Written task | Reproduce each line of the material below word for word, in its original order.
________
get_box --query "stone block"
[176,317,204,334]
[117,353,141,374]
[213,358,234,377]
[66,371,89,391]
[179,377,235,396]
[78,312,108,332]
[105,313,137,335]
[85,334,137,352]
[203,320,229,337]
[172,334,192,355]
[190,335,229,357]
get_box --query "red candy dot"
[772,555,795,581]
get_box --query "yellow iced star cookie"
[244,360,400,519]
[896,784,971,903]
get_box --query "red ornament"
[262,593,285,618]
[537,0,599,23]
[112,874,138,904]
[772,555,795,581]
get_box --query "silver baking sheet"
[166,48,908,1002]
________
Response |
get_box --query "stone block"
[176,317,204,334]
[117,353,141,374]
[213,358,234,377]
[66,371,89,391]
[179,377,235,396]
[78,312,108,332]
[105,313,137,335]
[85,334,137,352]
[203,320,229,337]
[172,334,192,355]
[190,335,229,357]
get_box --query "red candy dot"
[772,555,795,581]
get_box --query "yellow iced star cookie"
[244,360,400,519]
[896,784,971,903]
get_box --query "red ornament"
[262,593,285,618]
[537,0,599,23]
[112,874,138,904]
[772,555,795,581]
get_box --query "silver baking sheet"
[166,48,908,1002]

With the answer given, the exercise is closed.